Copy the stretch of the player profile from "- 2013–2015: HB" through "U19 / 0 / (0)", substituting "under-19" for "U19" wherever it appears.
*** Opening Reading text ***
Personal information
- Full name: Heini Vatnsdal
- Date of birth: 18 October 1991 (age 34)
- Place of birth: Faroe Islands
- Position: Defender

Team information
- Current team: B36 Tórshavn
- Number: 23

Senior career*
- Years: Team / Apps / (Gls)
- 2008: VB/Sumba / 2 / (0)
- 2009: VB/Sumba / 18 / (2)
- 2010–2012: FC Suðuroy / 70 / (5)
- 2013–2015: HB Tórshavn / 53 / (10)
- 2015–2020: Fremad Amager / 105 / (3)
- 2020–2024: KÍ Klaksvík / 71 / (6)
- 2025–: B36 Tórshavn / 17 / (0)

International career^{‡}
- 2005–06: Faroe Islands U15 / 9 / (4)
- 2007–08: Faroe Islands U17 / 10 / (1)
- 2009: Faroe Islands U19 / 0 / (0)
- 2010–12: Faroe Islands U21 / 6 / (0)
- 2013–: Faroe Islands / 28 / (1)

= Heini Vatnsdal =

Faroese footballer

Heini Vatnsdal (born 18 October 1991) is a Faroese professional football player. He currently plays for B36 Tórshavn and for the Faroe Islands national football team. He plays as a defender.

Vatnsdal has also played for the youth teams of the Faroe Islands: Faroe Islands U21 U17 and U15. Vatnsdal has scored goals for Faroe Islands U15 and U17 teams.
*** Closing Reading text ***
*** Opening Dataset extract ***
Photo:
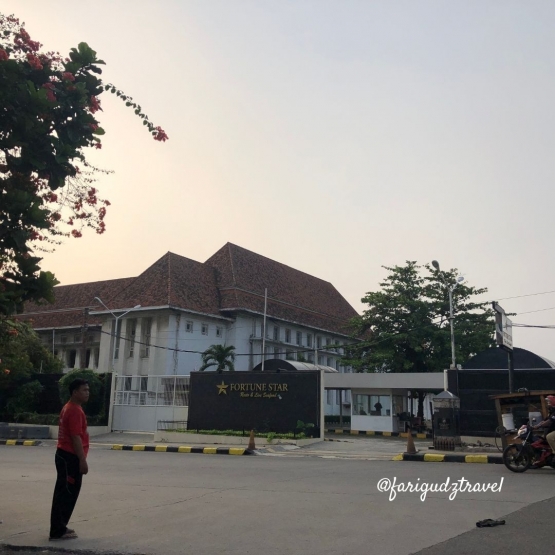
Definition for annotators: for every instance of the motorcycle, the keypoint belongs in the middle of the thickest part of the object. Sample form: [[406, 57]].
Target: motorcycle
[[519, 457]]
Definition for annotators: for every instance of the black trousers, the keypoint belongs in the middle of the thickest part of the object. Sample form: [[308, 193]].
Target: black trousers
[[66, 491]]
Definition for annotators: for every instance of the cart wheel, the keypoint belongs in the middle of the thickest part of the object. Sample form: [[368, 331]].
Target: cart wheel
[[499, 432]]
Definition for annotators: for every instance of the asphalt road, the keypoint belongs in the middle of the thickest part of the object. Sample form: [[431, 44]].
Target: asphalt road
[[166, 503]]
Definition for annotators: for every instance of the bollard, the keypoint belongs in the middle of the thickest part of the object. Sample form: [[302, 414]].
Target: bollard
[[251, 446], [411, 449]]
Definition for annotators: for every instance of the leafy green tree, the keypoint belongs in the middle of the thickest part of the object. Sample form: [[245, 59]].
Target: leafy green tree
[[220, 356], [22, 353], [406, 325], [48, 107]]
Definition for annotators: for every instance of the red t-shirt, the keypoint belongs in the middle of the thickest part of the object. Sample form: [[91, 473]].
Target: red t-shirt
[[73, 422]]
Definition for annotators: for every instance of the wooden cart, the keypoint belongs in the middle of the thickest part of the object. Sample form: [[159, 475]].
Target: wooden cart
[[534, 401]]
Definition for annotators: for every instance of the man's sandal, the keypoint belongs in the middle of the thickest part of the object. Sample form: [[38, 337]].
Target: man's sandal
[[69, 535], [489, 522]]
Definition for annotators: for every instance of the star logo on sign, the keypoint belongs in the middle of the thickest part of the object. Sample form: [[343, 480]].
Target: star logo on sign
[[222, 388]]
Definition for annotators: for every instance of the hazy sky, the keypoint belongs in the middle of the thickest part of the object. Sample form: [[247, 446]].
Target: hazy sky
[[332, 136]]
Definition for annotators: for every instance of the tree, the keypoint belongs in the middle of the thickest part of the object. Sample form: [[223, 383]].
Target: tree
[[406, 325], [48, 107], [220, 356], [22, 353]]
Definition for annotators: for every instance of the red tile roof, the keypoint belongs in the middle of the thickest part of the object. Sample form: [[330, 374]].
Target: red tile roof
[[242, 276], [233, 279], [175, 281]]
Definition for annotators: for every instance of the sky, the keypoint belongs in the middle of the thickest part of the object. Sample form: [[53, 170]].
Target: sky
[[336, 137]]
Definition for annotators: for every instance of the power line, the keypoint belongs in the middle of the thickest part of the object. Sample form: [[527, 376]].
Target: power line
[[528, 295], [539, 310]]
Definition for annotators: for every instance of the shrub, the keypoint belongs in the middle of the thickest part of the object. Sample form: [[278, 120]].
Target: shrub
[[25, 397], [53, 419]]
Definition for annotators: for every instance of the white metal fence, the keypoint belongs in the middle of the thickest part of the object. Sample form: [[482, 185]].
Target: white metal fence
[[141, 401], [153, 391]]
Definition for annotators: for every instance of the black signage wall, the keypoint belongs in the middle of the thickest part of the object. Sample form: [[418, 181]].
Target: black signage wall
[[269, 401]]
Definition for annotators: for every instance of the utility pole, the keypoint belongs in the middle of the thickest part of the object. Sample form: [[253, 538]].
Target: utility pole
[[84, 338], [264, 328]]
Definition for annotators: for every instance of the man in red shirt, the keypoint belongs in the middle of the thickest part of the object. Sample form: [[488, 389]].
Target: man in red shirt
[[71, 460]]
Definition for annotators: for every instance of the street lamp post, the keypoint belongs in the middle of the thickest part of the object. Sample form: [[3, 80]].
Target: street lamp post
[[116, 319], [112, 395], [451, 288]]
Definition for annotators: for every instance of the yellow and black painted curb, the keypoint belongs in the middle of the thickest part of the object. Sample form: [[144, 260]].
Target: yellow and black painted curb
[[25, 442], [183, 449], [379, 434], [436, 457]]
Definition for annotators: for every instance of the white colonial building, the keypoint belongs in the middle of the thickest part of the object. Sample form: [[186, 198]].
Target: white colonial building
[[159, 323]]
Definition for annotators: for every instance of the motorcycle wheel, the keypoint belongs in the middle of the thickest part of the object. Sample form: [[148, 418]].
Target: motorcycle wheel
[[517, 459]]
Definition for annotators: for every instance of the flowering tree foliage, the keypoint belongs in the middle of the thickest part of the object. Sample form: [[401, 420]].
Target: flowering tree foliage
[[48, 111]]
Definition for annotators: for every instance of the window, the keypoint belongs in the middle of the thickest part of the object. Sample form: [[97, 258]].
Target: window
[[131, 330], [143, 390], [117, 327], [145, 337], [373, 405]]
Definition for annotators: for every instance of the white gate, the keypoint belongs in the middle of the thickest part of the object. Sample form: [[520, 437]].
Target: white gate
[[141, 401]]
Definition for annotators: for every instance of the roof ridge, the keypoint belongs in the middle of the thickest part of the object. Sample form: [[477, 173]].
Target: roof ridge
[[277, 262], [93, 282], [231, 262]]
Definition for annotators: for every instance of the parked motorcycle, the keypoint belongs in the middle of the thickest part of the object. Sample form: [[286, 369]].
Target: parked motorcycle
[[519, 457]]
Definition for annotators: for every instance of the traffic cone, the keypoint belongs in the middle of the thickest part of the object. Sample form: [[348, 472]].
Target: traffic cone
[[411, 449], [251, 446]]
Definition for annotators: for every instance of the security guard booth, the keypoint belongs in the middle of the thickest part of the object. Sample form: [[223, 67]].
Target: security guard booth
[[446, 421]]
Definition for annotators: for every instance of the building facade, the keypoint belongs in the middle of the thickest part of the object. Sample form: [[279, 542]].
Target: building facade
[[159, 323]]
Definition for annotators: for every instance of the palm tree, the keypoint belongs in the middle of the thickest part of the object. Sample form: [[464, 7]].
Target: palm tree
[[220, 356]]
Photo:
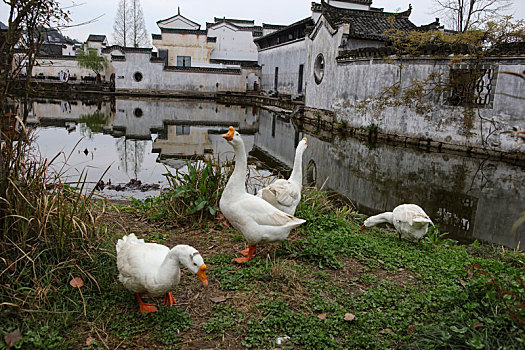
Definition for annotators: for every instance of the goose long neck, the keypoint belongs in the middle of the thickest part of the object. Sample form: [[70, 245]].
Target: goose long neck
[[236, 183], [297, 171]]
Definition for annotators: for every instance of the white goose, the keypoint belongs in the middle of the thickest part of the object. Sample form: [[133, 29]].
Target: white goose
[[257, 219], [408, 219], [154, 268], [283, 194]]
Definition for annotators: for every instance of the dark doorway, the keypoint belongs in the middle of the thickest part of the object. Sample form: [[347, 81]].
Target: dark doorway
[[276, 82]]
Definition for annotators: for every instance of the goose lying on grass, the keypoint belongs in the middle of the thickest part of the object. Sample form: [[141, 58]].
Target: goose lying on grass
[[408, 219], [154, 268], [286, 194], [257, 219]]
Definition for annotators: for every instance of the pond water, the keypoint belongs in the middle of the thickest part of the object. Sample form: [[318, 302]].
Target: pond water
[[469, 197]]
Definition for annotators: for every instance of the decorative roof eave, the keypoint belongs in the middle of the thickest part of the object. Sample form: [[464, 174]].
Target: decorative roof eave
[[183, 31], [127, 49], [277, 32], [184, 19]]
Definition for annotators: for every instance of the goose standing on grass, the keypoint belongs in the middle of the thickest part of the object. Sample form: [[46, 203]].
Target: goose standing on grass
[[154, 268], [257, 219], [283, 194], [408, 219]]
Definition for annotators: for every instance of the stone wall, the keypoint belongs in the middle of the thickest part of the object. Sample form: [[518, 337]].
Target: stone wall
[[287, 58]]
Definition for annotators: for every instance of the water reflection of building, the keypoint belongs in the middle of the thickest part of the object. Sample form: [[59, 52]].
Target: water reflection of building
[[183, 141], [139, 118], [177, 143]]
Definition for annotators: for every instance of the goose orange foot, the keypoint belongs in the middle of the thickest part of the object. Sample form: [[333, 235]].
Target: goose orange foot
[[169, 299], [144, 307], [252, 248]]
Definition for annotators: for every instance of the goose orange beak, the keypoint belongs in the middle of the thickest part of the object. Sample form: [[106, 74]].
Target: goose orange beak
[[229, 135], [202, 275]]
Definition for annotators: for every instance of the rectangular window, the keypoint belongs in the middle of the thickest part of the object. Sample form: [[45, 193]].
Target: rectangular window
[[184, 61], [164, 54], [471, 87]]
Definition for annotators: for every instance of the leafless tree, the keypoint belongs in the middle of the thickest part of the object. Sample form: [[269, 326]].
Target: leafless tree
[[463, 15], [138, 26], [121, 26], [129, 27]]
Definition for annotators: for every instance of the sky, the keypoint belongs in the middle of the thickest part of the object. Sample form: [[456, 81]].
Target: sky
[[202, 11]]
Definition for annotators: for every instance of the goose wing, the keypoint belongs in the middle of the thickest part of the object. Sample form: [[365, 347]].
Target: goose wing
[[282, 192]]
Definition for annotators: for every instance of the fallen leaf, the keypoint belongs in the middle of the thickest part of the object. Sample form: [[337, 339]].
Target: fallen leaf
[[218, 299], [89, 341], [349, 317], [11, 338], [76, 282]]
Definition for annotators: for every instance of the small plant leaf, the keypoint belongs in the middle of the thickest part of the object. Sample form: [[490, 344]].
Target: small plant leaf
[[349, 317], [13, 337], [218, 299], [76, 282]]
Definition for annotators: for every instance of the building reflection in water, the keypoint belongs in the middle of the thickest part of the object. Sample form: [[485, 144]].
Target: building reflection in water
[[470, 197]]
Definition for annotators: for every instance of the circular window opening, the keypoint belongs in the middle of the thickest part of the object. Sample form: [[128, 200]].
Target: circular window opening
[[311, 173], [319, 68]]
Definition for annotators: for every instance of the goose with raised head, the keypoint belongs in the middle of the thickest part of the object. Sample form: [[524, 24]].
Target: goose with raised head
[[283, 194], [257, 219], [408, 219], [154, 268]]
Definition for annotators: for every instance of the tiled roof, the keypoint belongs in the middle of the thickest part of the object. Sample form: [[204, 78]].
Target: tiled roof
[[233, 20], [361, 2], [368, 24], [96, 38]]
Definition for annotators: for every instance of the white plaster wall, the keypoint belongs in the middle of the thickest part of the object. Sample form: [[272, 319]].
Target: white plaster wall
[[232, 44], [156, 78], [287, 57], [346, 84]]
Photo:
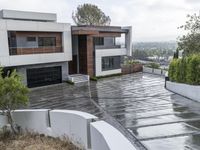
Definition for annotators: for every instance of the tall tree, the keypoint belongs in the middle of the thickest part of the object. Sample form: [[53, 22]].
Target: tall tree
[[13, 94], [190, 43], [88, 14]]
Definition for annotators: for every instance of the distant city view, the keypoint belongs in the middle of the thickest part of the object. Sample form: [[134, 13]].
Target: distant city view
[[160, 52]]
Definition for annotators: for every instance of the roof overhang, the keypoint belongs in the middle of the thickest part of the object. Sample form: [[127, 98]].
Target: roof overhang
[[98, 30]]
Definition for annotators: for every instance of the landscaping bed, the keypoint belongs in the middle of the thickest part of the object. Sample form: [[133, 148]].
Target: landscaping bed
[[30, 141]]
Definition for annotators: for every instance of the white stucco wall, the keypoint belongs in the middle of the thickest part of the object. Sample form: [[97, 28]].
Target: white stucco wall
[[108, 137], [17, 25], [107, 52], [81, 128], [27, 15], [128, 40], [189, 91]]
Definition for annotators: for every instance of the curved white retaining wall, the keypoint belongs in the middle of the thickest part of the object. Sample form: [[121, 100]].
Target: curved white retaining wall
[[108, 137], [81, 128], [154, 71], [189, 91]]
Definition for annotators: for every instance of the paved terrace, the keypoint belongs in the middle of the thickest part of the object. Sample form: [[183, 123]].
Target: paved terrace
[[137, 104]]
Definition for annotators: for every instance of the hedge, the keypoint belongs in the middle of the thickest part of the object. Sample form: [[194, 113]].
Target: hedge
[[185, 70]]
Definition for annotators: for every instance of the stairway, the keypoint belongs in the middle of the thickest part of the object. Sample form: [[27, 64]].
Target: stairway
[[78, 78]]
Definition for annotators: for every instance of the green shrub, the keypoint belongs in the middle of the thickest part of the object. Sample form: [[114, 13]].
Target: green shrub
[[185, 70], [193, 76], [153, 65]]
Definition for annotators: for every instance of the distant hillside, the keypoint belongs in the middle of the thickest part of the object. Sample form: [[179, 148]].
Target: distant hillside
[[155, 46]]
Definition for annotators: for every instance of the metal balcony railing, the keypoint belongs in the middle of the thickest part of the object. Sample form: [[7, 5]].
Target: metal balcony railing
[[35, 50], [109, 46]]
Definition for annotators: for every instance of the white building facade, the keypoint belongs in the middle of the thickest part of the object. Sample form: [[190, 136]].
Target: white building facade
[[35, 45]]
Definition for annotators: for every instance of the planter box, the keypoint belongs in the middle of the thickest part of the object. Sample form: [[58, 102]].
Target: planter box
[[157, 71], [147, 70], [154, 71], [189, 91], [131, 69]]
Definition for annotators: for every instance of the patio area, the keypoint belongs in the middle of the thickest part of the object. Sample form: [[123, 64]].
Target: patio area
[[137, 104]]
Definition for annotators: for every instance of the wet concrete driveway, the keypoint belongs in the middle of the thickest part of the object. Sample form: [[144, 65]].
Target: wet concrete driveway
[[137, 104]]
*** Closing Dataset extract ***
Response
- 2013–2015: HB Tórshavn / 53 / (10)
- 2015–2020: Fremad Amager / 105 / (3)
- 2020–2024: KÍ Klaksvík / 71 / (6)
- 2025–: B36 Tórshavn / 17 / (0)

International career^{‡}
- 2005–06: Faroe Islands U15 / 9 / (4)
- 2007–08: Faroe Islands U17 / 10 / (1)
- 2009: Faroe Islands under-19 / 0 / (0)